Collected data
- - -

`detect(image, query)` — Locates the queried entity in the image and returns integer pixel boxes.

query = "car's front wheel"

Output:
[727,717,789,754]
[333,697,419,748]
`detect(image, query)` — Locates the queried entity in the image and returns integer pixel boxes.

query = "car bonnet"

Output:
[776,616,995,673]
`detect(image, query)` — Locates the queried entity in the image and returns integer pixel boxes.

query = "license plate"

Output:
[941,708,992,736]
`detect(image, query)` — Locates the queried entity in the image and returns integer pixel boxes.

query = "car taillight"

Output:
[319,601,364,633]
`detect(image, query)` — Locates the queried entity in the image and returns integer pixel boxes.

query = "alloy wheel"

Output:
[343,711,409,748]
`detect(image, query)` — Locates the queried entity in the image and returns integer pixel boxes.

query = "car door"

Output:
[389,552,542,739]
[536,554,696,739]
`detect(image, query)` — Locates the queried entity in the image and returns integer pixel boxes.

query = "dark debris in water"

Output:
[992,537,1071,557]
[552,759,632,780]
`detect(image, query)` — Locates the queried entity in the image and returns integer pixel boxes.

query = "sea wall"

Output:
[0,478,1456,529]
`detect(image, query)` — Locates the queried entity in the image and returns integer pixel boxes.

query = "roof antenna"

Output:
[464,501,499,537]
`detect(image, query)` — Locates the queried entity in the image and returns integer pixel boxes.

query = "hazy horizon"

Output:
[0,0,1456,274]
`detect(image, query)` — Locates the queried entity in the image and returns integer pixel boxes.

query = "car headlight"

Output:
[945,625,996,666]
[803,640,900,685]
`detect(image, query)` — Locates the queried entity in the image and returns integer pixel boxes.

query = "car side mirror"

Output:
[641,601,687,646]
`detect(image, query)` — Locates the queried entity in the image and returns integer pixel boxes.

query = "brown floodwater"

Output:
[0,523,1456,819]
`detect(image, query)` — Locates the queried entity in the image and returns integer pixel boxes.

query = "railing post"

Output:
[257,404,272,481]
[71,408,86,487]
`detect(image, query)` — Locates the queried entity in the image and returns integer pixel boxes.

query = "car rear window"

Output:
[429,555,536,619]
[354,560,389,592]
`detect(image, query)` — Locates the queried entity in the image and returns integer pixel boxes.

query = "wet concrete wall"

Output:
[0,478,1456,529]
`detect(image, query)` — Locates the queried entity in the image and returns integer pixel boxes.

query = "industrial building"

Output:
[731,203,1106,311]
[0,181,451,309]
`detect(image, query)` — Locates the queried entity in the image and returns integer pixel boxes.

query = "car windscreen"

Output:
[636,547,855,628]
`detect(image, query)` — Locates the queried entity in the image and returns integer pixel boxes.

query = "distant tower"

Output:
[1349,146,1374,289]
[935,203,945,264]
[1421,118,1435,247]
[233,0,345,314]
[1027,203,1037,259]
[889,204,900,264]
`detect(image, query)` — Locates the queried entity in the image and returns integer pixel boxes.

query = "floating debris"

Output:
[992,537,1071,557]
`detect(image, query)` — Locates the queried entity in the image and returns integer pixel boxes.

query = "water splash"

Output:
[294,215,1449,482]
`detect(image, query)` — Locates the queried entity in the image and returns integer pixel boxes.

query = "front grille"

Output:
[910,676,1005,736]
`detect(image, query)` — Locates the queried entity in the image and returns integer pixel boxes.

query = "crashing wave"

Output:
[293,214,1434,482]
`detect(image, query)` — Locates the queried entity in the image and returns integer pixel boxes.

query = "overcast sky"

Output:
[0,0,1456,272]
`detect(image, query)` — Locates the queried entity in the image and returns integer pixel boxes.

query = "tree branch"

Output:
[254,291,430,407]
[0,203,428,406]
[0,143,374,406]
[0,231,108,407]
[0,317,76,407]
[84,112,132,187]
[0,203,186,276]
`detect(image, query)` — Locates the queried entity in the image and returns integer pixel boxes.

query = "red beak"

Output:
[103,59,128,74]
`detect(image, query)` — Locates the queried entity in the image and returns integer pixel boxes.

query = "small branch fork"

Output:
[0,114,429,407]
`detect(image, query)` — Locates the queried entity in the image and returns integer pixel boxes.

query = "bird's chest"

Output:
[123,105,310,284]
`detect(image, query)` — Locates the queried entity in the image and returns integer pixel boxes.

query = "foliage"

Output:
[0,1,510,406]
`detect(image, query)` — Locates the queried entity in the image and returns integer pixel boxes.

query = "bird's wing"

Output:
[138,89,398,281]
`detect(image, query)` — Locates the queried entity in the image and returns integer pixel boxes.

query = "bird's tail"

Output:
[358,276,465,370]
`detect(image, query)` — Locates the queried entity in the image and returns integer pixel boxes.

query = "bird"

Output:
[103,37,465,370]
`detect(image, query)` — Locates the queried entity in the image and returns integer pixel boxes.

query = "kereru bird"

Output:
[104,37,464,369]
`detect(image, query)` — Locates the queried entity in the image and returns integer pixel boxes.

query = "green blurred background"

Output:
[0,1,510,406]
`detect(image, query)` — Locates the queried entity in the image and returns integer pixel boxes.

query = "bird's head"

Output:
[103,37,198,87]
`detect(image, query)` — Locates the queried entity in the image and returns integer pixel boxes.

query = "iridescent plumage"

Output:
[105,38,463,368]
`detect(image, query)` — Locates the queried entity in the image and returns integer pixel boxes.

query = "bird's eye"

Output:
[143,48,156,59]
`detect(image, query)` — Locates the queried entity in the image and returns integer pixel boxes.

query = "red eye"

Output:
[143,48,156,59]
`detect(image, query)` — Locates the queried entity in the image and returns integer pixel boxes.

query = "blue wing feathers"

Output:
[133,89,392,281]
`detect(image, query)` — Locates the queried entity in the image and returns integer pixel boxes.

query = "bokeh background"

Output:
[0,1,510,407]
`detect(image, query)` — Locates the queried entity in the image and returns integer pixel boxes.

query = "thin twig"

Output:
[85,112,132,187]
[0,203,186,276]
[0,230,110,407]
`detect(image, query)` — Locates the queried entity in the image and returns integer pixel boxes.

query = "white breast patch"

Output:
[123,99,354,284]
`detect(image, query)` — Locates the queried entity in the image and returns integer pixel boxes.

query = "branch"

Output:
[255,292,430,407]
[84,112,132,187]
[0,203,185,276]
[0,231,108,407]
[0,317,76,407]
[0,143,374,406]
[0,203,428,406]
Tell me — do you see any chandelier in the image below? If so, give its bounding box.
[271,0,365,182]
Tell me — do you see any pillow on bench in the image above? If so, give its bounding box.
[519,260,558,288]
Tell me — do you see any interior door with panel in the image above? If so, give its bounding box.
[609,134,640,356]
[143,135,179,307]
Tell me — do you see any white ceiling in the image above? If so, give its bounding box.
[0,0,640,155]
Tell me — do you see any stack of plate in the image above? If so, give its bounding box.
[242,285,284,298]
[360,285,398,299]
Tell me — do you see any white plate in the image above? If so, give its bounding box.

- - -

YOUR GOAL. Repeat all of the rows above verbatim, from the first to the last.

TASK ANSWER.
`detect(image, query)` — Locates the queried entity in the image and returns integer pixel boxes.

query = "car's front wheel"

Output:
[727,717,789,754]
[333,697,419,748]
`detect(image, query)` — Locates the queried entity in the image and returns integer pixel boxes.

query = "car bonnet"

Output:
[776,616,995,673]
`detect(image, query)` — Locates the queried entity in the image and returns integer pixel boxes.

query = "license plate"

Output:
[941,708,992,736]
`detect(image, query)` — Locates the queried entity in the image and returns integer pixel boxes.

query = "car taillight"

Output:
[319,601,364,633]
`detect(image, query)` — Locates the queried entity in the image and returns integer pixel boxes.

query = "alloy wheel"

Output:
[343,711,409,748]
`detect(image, query)` — Locates the queried entity in the image and returns integer pixel boxes.

query = "car door"

Output:
[389,552,542,739]
[536,554,696,739]
`detect(image, query)` — Locates the queried entity in the image and returns integer pixel boxes.

query = "dark debris in water"

Output:
[992,537,1071,557]
[552,759,632,780]
`detect(image, query)` — Locates the queried entity in the image and returns integer pixel boxes.

query = "sea wall"

Output:
[0,478,1456,529]
`detect(image, query)` — Locates the queried entity in the image and returns integer pixel boxes.

query = "roof antenna"

Output:
[464,501,499,537]
`detect(image, query)` — Locates the queried entity in the image and returns integer pixel boxes.

query = "hazy horizon"

Output:
[0,0,1456,274]
`detect(image, query)` — Locates the queried entity in the image and returns integer pixel boxes.

query = "car headlight"

Output:
[945,625,996,666]
[803,640,900,685]
`detect(image, query)` — Locates the queried entity in the image and returns integer pixel boxes.

query = "car side mirror"

Output:
[641,601,687,646]
`detect(image, query)` — Locates the queried entity in the image and returns integer pixel boxes.

query = "brown floodwater"

Output:
[0,523,1456,819]
`detect(image, query)` — Locates the queried entity in the image and returns integer pixel boxes.

query = "railing post"

Output:
[257,404,272,481]
[71,408,86,487]
`detect(image, query)` — Locates the queried entity in the image and returns integer pixel boxes.

query = "car rear window"

Output:
[429,555,536,619]
[354,560,389,592]
`detect(image, query)` — Locates the queried entity in the image and returns integer pixel boxes.

query = "wet concrete wall"

Output:
[0,478,1456,529]
`detect(image, query)` — Locates the queried entity in the image and returns integer pixel boxes.

query = "industrial building"

Output:
[731,203,1106,311]
[0,181,451,309]
`detect(image, query)` — Locates the queried entity in the image and returns integer pixel boxes.

query = "car windscreen"

Output:
[636,547,855,628]
`detect(image, query)` — Locates the queried entity in the image and returns integer pixel boxes.

query = "distant tower"

Output:
[1349,146,1374,289]
[935,203,945,264]
[1421,118,1435,247]
[233,0,345,314]
[1027,203,1037,259]
[889,204,900,264]
`detect(image, query)` — Locates the queried entity in the image and returns integer pixel boxes.

query = "floating debris"

Output:
[992,537,1071,557]
`detect(image, query)` — Locates the queried entity in the image and returns integer pixel boxes.

query = "water splash"

Output:
[294,215,1449,482]
`detect(image, query)` — Locates the queried entity in the image and returns integer pixel boxes.

query = "front grille"

Output:
[910,676,1005,736]
`detect(image, query)` — Locates the queried entity in the image and returns integer pixel boxes.

query = "crashing wave"

Output:
[293,214,1434,482]
`detect(image, query)` — Locates the queried entity in the image and returns integer pixel boxes.

query = "overcast sky"

Output:
[0,0,1456,272]
`detect(image, query)` — Locates the queried entity in the image and returns integer pixel boxes.

query = "tree branch"

Output:
[254,291,430,407]
[0,203,428,406]
[0,143,374,406]
[0,231,108,407]
[0,317,76,407]
[84,112,132,187]
[0,203,186,276]
`detect(image, query)` — Locates the queried entity in the image and returns integer pixel boxes.

query = "red beak"

Output:
[103,59,128,74]
`detect(image, query)` — Locates the queried entity in the image and returns integer pixel boxes.

query = "small branch fork"

Output:
[0,114,429,407]
`detect(image, query)` — Locates the queried entity in the image and returns integer pixel boxes.

query = "bird's chest"

Output:
[123,105,310,284]
`detect(image, query)` — Locates the queried entity in the image and returns integer pixel boxes.

query = "foliage"

Output:
[0,1,510,406]
`detect(image, query)` — Locates the queried entity in the image and returns integer pixel boxes.

query = "bird's wing"

Output:
[138,89,398,281]
`detect(image, query)` — Locates the queried entity in the image and returns integer pixel boxes.

query = "bird's tail"

Output:
[358,276,465,370]
`detect(image, query)` — Locates the queried entity in the image and returns integer pixel boxes.

query = "bird"

Output:
[103,37,465,370]
`detect(image, query)` — Locates the queried entity in the image and returns integer pixel boxes.

query = "kereru bird"

Output:
[104,37,464,369]
`detect(image, query)` — Locates the queried entity in the image and returns integer pixel boxes.

query = "green blurred background"

Output:
[0,1,510,406]
`detect(image, query)` — Locates the queried entity in the image and returns integer pixel boxes.

query = "bird's head"

Output:
[103,37,198,87]
`detect(image, query)` — Locates the queried entity in the image and returns integer pixel boxes.

query = "iridescent plumage"

Output:
[105,38,463,368]
`detect(image, query)` — Locates the queried entity in the image and returns integer pixel boxes.

query = "bird's eye"

Output:
[143,48,156,59]
`detect(image, query)` — Locates the queried entity in the image and returns integer pixel boxes.

query = "red eye"

Output:
[143,48,156,59]
`detect(image, query)` — Locates the queried entity in the image and returns integer pixel boxes.

query = "blue wing feathers"

Output:
[133,89,392,281]
`detect(image, query)` — Locates the queried entity in the image and returns integer pixel boxes.

query = "bokeh background"

Output:
[0,1,510,407]
`detect(image, query)` — Locates the queried entity in the image and returns integer pixel boxes.

query = "thin twig"

Output:
[85,112,132,187]
[0,203,186,276]
[0,230,110,407]
`detect(image, query)` — Locates the queried entity in the image and returns integer pixel boxes.

query = "white breast patch"

Output:
[123,99,354,284]
`detect(image, query)` — Locates the queried entity in the image and returns integer pixel boxes.

query = "branch"

Output:
[255,292,430,407]
[84,112,132,187]
[0,203,185,276]
[0,231,108,407]
[0,317,76,407]
[0,143,374,406]
[0,203,428,406]
Tell me — do you see any chandelier in the image below? If so, give its bounding box.
[271,0,365,182]
Tell me — do you see any pillow on bench in the image above? If so, give its bounding box.
[519,260,558,288]
Tell me — do you see any interior door with panel in the image above? If so, give its bounding box.
[609,134,640,356]
[143,135,179,307]
Tell me — do you see any white ceiling in the image above? If so, give its bounding box.
[0,0,640,155]
Tell me — do you see any stack of plate in the image above? If so, give its bounding box.
[242,285,284,298]
[360,285,398,299]
Tell me — do you see any white plate in the image above? If so, give its bounding box.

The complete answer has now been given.